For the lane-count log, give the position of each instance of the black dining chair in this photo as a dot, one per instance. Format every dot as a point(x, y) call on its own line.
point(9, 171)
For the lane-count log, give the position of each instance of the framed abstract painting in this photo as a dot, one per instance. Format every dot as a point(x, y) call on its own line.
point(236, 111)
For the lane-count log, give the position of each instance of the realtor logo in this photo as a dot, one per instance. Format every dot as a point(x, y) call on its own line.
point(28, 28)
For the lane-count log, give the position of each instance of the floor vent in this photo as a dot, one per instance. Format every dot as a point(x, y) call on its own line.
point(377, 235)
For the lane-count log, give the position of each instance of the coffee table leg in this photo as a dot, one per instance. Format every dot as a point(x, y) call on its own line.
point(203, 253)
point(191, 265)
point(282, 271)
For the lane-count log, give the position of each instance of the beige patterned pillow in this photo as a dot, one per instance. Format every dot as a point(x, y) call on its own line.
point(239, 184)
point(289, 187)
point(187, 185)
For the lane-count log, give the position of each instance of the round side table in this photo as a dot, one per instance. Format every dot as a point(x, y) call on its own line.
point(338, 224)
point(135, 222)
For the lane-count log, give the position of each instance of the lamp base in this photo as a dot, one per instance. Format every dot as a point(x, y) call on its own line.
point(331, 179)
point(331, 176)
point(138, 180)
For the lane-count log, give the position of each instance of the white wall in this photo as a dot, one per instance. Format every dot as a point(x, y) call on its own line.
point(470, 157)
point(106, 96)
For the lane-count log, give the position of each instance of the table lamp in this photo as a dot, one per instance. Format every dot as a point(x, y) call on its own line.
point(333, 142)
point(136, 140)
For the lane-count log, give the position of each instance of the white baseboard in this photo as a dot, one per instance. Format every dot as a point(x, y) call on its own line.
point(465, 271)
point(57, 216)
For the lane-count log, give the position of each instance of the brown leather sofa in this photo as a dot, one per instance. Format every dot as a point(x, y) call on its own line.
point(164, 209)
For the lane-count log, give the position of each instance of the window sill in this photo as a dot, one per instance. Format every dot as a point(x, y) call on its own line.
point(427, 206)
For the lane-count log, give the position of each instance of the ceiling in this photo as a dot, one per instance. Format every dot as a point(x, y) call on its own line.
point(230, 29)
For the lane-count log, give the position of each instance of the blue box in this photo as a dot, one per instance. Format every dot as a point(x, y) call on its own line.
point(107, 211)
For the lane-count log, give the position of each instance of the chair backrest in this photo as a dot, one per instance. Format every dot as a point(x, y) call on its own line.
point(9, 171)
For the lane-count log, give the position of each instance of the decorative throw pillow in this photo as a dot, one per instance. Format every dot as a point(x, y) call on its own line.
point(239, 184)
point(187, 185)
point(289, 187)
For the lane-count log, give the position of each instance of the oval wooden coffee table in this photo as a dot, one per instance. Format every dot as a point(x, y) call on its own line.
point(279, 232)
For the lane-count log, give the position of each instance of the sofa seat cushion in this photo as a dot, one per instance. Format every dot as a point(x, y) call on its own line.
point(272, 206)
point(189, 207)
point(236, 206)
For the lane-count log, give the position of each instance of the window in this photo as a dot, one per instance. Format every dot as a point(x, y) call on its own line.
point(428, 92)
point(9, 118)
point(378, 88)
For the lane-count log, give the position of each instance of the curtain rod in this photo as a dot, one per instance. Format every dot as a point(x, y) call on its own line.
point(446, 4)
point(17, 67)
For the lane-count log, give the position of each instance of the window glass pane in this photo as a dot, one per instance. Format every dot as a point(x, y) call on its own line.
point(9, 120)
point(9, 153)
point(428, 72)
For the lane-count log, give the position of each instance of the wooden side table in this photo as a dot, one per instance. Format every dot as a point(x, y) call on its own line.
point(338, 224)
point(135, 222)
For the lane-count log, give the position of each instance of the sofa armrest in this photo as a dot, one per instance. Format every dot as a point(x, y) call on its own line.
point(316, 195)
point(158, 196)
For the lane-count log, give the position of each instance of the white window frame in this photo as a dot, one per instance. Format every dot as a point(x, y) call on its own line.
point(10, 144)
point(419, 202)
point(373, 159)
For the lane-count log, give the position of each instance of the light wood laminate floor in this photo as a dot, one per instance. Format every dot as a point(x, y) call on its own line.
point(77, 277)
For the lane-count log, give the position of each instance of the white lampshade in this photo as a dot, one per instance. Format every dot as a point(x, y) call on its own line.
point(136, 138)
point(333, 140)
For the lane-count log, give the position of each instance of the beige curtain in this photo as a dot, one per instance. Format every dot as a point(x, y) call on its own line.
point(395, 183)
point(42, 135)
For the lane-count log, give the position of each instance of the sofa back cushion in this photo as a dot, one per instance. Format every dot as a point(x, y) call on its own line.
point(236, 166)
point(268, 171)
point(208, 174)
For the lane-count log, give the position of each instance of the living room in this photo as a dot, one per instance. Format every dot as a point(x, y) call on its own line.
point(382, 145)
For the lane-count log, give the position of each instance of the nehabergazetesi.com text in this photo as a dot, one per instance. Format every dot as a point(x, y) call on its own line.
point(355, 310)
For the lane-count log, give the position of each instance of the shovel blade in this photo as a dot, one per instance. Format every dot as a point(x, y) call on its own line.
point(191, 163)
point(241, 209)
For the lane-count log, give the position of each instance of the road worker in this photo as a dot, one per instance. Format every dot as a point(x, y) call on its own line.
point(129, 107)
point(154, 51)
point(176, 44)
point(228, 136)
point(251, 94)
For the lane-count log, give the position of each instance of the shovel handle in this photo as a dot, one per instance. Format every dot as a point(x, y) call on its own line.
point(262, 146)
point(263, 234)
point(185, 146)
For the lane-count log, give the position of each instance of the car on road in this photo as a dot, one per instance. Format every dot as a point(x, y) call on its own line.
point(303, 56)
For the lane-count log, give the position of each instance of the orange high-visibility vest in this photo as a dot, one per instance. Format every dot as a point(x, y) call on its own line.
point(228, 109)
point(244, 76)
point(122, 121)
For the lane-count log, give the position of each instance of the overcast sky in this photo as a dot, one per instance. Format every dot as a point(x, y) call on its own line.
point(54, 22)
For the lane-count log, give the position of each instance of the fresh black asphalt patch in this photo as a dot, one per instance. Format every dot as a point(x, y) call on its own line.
○ ○ ○ ○ ○ ○ ○
- **Instructions for the task**: For this task, set down the entire listing word for word.

- **Answer**:
For the lane-count log, give the position of each instance of the black dining chair in this photo as a dot, one per instance. Format every dot as a point(x, y) call on its own line.
point(9, 171)
For the lane-count log, give the position of each instance of the framed abstract painting in this photo as a dot, one per instance. Format every dot as a point(x, y) call on its own line.
point(236, 111)
For the lane-count log, give the position of each instance of the realtor logo in this photo as a dot, one per instance. Format every dot as a point(x, y) call on its own line.
point(28, 28)
For the lane-count log, give the position of each instance of the floor vent in this photo as a dot, one per instance. Format every dot as a point(x, y) call on its own line.
point(377, 235)
For the lane-count log, give the position of each instance of the coffee table leg in this photo as a dot, one per instance. Format every dot as a point(x, y) call on its own line.
point(203, 253)
point(191, 265)
point(282, 271)
For the lane-count log, give the position of each instance of the beige patterned pillow in this photo as a dot, one per instance. Format every dot as a point(x, y) call on its own line.
point(239, 184)
point(289, 187)
point(187, 185)
For the lane-count log, give the position of each instance of the round side table in this photo as a dot, one per instance. Format every dot as a point(x, y) call on its own line.
point(338, 224)
point(135, 222)
For the lane-count log, give the position of each instance of the lamp base in this photo as a dot, one per instance. Format every dot as a point(x, y) call on its own line.
point(331, 179)
point(331, 176)
point(138, 180)
For the lane-count log, give the position of each instance of the white wall in this photo as a dot, one per instance. Format every dot as a point(x, y) call on its own line.
point(470, 157)
point(106, 96)
For the lane-count log, give the position of each instance of the table lamp in this photo as a dot, one per instance. Format every dot as a point(x, y) call on its own line.
point(333, 142)
point(136, 140)
For the lane-count log, give the position of each instance of the white baseboard in this photo as a dot, one per instance. Format every dot as a point(x, y) call on its own line.
point(465, 271)
point(57, 216)
For the lane-count log, give the position of each instance of the brown leather sofa in this photo as a dot, one per instance. Format every dot as a point(x, y) call on its own line.
point(164, 209)
For the lane-count log, give the position of each instance of the window sill in this photo as a dot, one per instance. Format every dot as a point(x, y) call on its own line.
point(427, 206)
For the lane-count log, give the position of each instance of the ceiling in this photo as a dot, one per instance. Format every dot as a point(x, y) call on its own line.
point(230, 29)
For the lane-count log, give the position of each instance of the blue box in this photo as a dot, one per instance. Format every dot as a point(x, y) call on its own line.
point(107, 211)
For the lane-count log, give the position of each instance of the chair backrest in this photo as a dot, one per instance. Format every dot as a point(x, y) call on its own line.
point(9, 171)
For the lane-count log, give the position of each instance of the decorative throw pillow in this photo as a dot, one per instance. Format every dot as a point(x, y) call on its own line.
point(239, 184)
point(187, 185)
point(289, 187)
For the lane-count log, give the position of each instance of the oval wooden coffee table in this photo as a dot, one per instance. Format every dot as a point(x, y) call on its own line.
point(279, 232)
For the lane-count log, give the position of each instance of the sofa seat cushion in this photo as a dot, one per instance. Format every dot as a point(x, y) call on its own line.
point(272, 206)
point(189, 207)
point(236, 206)
For the lane-count log, give the position of each instance of the window in this photo as a dot, one per instance. Format every dot as a point(x, y) call on its own line.
point(428, 92)
point(9, 118)
point(378, 88)
For the lane-count log, give the position of each instance of the curtain rod in this photo as a dot, one per instance. Format every dot as a point(x, y) call on its own line.
point(446, 4)
point(17, 67)
For the lane-count log, give the position of each instance of the window glass pane in this photo as a dot, one per instance. Format every dot as a point(x, y) call on its own line.
point(9, 120)
point(9, 153)
point(428, 72)
For the lane-count log, give the position of each instance of the wooden side table in this photo as a dot, one per instance. Format every dot as a point(x, y) call on its own line.
point(338, 224)
point(135, 222)
For the lane-count log, give the position of each instance of the sofa armrest in this photo as a dot, one per instance. Format every dot as a point(x, y) call on its own line.
point(316, 195)
point(158, 196)
For the lane-count log, give the position of each instance of the white window frame in this photo as a dot, one per instance. Format every dot as a point(x, y) call on its own line.
point(10, 144)
point(419, 202)
point(373, 159)
For the lane-count log, give the position of each instance of the light wood laminate floor in this photo as a dot, one per instance. Format every dot as a point(x, y) call on its own line.
point(77, 277)
For the lane-count log, give the position of each instance of the white lampshade in this photo as a dot, one per instance. Format every dot as a point(x, y) call on its own line.
point(136, 138)
point(333, 140)
For the lane-count log, give the position of each instance of the beige curtain in this photo as a dot, one per instance. Format every dot as a point(x, y) call on its own line.
point(395, 183)
point(42, 135)
For the lane-count log, give the position of each instance of the sofa back cushion in this photo as a dot, one per instance. Format every dot as a point(x, y) call on its own line.
point(236, 166)
point(268, 171)
point(208, 174)
For the lane-count log, give the position of each instance of the living room in this photo as a dot, one per instance. Format every dot as a point(x, y) call on its own line.
point(382, 145)
For the lane-count log, give the position of each instance of the nehabergazetesi.com text in this photo as a dot, one per instance. Format every dot as a point(x, y) call on its own line.
point(355, 310)
For the lane-count log, give the position of each instance of the shovel blade in this photo as a dot, one per instance. Format every dot as a point(x, y) call on its own line.
point(191, 163)
point(241, 209)
For the lane-count log, give the position of each instance of the road worker in this photo as a dot, one per instance. Format every dot as a point(x, y) call on its own line.
point(129, 107)
point(154, 51)
point(176, 44)
point(228, 136)
point(251, 94)
For the lane-count log, give the position of each instance of the shovel handle in this photo as a dot, one per instance. Format every dot as a point(x, y) call on its own line.
point(262, 146)
point(263, 234)
point(185, 146)
For the lane-count log, give the position of each instance of the car on road in this photo as a dot, one per instance. Format every dot as a point(x, y) call on its own line.
point(303, 56)
For the lane-count log, give the position of each instance of the orange high-visibility vest in this photo as a dot, one per instance. Format every dot as a point(x, y) call on its own line.
point(228, 109)
point(244, 76)
point(122, 121)
For the lane-count log, give the position of each instance of the overcast sky in this photo as a dot, one per instance. Format every dot as a point(x, y) call on its own line.
point(54, 22)
For the lane-count log, give the position of each instance of the fresh black asphalt patch in this photo as a dot, one per instance. Format every dot as a point(x, y) call on its own line.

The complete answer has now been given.